● Exercise objective: Which lines of the records below contain the word "target"? Show each one.

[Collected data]
_ _ _ _
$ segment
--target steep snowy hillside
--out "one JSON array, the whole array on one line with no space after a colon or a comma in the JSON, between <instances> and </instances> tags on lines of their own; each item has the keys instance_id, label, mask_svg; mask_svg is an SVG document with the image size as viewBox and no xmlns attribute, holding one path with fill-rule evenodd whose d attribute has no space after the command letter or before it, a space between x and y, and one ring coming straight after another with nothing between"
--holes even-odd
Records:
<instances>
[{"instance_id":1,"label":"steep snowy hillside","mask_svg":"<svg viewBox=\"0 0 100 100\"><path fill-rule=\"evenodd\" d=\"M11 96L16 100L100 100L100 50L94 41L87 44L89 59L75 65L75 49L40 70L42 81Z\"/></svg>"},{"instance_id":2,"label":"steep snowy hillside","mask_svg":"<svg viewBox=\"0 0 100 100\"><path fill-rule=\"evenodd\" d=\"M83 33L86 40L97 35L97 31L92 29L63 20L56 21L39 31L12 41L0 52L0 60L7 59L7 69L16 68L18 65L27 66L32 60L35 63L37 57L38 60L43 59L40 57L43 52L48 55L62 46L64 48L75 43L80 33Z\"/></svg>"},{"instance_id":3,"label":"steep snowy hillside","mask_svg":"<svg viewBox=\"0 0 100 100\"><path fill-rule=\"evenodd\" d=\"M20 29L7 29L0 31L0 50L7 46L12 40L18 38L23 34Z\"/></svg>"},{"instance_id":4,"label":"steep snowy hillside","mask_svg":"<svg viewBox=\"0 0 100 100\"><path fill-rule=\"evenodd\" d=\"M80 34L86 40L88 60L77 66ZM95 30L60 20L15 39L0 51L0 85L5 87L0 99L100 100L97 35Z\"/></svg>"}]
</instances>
_ _ _ _
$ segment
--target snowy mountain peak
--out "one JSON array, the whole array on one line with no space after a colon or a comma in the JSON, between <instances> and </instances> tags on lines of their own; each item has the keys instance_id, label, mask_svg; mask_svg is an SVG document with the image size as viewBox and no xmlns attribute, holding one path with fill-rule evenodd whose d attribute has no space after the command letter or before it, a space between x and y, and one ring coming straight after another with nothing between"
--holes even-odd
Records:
_ _ _ _
● Response area:
--target steep snowy hillside
--target snowy mountain peak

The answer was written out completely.